==== Records for this task
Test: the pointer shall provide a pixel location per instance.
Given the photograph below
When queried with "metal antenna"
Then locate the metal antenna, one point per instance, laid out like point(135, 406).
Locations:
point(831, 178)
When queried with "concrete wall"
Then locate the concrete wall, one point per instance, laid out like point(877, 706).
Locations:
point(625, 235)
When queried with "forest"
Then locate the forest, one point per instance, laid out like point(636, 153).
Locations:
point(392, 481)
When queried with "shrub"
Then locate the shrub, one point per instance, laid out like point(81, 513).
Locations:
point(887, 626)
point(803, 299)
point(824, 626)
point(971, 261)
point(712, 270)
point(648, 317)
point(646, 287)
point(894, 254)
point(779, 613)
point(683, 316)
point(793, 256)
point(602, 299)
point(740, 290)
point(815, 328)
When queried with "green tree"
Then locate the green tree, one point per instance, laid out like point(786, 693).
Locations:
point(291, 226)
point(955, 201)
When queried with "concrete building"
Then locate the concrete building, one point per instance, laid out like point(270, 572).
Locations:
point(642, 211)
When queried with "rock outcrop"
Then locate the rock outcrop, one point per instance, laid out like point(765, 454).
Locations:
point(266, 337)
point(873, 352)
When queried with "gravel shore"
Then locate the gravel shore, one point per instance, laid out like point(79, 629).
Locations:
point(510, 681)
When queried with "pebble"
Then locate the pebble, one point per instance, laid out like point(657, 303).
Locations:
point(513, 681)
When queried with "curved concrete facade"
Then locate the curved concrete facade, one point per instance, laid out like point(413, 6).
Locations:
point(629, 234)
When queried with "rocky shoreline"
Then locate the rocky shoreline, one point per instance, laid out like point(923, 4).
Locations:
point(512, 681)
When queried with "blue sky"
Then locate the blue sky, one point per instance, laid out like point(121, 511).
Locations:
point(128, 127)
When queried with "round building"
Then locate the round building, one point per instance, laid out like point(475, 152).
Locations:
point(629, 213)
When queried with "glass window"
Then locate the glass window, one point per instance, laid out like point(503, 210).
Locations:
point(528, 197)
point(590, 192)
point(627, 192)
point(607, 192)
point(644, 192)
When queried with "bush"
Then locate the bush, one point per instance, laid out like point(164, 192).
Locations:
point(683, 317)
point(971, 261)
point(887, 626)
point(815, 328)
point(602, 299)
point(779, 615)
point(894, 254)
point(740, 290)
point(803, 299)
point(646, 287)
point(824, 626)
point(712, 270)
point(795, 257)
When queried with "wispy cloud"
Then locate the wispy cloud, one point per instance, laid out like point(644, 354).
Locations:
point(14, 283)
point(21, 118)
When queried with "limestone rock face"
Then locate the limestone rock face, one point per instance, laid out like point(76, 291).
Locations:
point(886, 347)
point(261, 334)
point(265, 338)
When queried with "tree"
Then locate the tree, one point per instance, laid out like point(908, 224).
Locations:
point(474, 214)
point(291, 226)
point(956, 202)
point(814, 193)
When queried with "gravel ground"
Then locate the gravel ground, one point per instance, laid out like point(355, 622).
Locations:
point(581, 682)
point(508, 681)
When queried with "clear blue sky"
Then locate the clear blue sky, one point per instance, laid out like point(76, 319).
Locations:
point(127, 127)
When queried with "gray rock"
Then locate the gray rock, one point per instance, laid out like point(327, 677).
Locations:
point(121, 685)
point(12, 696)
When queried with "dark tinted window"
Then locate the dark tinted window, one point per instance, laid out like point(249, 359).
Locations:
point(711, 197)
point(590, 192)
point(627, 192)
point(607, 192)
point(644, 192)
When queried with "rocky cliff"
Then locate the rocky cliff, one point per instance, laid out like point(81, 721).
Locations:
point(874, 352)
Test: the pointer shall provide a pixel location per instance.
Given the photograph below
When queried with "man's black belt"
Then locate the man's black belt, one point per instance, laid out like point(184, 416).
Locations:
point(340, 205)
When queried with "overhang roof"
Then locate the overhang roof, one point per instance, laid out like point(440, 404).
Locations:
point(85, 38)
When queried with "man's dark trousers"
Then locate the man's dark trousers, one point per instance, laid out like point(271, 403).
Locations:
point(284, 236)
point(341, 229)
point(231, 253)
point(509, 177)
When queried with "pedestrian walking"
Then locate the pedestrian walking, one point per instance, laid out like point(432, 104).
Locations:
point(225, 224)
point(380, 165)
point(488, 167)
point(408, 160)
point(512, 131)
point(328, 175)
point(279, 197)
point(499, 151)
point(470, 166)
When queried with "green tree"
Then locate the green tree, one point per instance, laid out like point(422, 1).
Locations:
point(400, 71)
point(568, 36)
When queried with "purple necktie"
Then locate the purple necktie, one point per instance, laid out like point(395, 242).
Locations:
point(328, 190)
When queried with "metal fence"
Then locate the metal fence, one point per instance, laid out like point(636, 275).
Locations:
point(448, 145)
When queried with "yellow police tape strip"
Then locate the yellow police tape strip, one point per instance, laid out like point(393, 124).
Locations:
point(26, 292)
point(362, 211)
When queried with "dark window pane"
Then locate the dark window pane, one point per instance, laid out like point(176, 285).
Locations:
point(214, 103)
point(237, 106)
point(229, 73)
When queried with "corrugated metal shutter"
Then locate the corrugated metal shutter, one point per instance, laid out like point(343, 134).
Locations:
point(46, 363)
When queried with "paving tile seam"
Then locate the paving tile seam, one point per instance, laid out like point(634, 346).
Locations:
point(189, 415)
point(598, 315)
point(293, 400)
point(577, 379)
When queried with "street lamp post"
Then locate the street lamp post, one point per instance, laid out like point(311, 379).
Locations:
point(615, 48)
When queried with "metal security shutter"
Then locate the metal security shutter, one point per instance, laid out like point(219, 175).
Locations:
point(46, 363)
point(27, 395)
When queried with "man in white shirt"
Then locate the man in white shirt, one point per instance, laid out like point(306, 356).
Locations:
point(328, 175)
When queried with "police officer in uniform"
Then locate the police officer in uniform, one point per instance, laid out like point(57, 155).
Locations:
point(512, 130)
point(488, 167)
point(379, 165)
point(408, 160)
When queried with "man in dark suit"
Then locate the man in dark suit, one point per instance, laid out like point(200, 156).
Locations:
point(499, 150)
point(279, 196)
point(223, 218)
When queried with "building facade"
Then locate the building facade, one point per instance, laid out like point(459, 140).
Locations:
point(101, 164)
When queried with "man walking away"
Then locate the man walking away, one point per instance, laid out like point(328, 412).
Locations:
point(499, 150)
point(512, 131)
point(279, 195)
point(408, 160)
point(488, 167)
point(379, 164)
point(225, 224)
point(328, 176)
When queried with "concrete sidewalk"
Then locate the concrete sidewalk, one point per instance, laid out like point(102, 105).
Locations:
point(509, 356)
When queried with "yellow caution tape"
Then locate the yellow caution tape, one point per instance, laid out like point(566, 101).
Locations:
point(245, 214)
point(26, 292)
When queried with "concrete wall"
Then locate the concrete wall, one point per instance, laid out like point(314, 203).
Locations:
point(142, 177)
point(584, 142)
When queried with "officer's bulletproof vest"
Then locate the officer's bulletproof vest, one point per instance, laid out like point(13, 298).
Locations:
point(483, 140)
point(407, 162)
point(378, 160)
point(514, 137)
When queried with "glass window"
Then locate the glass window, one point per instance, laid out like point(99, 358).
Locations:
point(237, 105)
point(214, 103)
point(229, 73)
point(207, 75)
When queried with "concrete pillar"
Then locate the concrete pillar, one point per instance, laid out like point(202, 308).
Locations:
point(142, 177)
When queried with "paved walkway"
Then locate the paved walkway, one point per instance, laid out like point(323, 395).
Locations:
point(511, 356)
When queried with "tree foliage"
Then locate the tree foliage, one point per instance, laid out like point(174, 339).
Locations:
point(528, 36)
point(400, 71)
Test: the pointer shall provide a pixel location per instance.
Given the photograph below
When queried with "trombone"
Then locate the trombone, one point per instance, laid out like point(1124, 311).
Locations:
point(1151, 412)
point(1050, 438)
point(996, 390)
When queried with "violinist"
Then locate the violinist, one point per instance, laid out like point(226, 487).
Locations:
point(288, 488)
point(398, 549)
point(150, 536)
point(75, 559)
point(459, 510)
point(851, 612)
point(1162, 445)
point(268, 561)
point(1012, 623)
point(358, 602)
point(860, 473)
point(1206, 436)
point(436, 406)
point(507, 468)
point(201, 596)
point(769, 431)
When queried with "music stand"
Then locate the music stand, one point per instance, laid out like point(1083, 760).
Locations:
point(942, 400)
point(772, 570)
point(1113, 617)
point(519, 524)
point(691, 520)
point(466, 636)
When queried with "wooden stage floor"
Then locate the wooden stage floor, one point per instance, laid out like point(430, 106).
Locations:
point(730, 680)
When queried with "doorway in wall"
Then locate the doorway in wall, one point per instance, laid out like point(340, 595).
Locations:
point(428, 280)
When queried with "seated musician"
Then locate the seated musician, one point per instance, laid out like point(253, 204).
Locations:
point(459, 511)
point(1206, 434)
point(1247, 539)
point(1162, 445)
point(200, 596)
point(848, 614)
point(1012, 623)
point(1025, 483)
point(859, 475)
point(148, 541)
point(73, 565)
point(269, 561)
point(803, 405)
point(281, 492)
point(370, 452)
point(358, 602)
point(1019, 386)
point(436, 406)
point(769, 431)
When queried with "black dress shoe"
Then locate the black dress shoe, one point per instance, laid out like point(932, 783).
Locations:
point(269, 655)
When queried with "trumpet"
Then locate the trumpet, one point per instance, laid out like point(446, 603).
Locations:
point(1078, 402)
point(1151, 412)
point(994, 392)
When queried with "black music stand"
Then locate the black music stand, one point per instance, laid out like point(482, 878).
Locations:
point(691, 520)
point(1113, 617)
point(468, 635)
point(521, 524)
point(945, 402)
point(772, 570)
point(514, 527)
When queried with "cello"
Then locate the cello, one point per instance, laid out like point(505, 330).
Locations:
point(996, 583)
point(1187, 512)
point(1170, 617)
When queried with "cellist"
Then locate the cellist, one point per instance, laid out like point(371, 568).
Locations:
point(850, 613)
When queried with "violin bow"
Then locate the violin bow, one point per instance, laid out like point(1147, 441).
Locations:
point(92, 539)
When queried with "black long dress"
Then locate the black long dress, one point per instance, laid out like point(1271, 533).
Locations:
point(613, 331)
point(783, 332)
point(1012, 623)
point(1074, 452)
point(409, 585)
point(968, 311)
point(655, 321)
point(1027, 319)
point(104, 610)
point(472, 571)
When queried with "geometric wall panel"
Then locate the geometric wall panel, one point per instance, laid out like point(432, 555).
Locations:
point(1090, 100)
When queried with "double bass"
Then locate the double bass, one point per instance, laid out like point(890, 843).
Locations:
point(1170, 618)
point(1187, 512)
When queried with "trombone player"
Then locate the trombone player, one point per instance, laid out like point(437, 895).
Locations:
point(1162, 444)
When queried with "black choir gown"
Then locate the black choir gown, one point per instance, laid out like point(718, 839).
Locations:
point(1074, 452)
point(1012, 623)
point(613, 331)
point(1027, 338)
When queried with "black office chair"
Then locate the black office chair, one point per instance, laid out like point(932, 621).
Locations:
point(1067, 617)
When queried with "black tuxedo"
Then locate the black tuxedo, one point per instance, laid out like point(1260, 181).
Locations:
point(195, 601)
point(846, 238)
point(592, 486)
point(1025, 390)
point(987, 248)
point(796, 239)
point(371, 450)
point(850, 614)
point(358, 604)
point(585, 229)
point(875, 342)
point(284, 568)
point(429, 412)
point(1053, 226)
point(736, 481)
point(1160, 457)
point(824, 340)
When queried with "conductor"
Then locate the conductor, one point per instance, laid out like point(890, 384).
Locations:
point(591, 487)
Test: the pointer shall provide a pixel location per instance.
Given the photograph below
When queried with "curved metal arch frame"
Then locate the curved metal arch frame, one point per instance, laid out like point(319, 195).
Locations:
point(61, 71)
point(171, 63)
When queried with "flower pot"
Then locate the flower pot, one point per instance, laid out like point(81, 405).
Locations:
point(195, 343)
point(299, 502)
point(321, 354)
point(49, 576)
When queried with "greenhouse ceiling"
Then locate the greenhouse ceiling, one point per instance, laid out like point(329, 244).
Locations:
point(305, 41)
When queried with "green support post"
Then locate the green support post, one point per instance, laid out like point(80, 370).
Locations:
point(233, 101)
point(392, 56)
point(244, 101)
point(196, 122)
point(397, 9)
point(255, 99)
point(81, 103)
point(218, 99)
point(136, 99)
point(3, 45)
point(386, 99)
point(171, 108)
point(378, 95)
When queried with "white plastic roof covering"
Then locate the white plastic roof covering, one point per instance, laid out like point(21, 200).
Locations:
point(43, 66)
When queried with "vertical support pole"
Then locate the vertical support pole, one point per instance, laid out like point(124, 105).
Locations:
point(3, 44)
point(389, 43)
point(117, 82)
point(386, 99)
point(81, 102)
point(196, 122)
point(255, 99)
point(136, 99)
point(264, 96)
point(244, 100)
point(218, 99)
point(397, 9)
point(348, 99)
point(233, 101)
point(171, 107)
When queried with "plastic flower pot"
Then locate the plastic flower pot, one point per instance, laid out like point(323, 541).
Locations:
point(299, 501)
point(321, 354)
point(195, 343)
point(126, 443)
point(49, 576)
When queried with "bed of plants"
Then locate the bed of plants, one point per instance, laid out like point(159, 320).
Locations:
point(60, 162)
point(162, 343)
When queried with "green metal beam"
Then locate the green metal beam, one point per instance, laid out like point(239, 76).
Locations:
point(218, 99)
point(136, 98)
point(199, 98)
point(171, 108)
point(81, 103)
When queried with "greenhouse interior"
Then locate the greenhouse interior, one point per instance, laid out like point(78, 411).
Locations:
========
* _Your task_
Return each line of the data above that contains the word "overhang".

* _Correct answer_
When queried with "overhang roof"
Then locate the overhang roof, one point per instance, laid out like point(440, 404).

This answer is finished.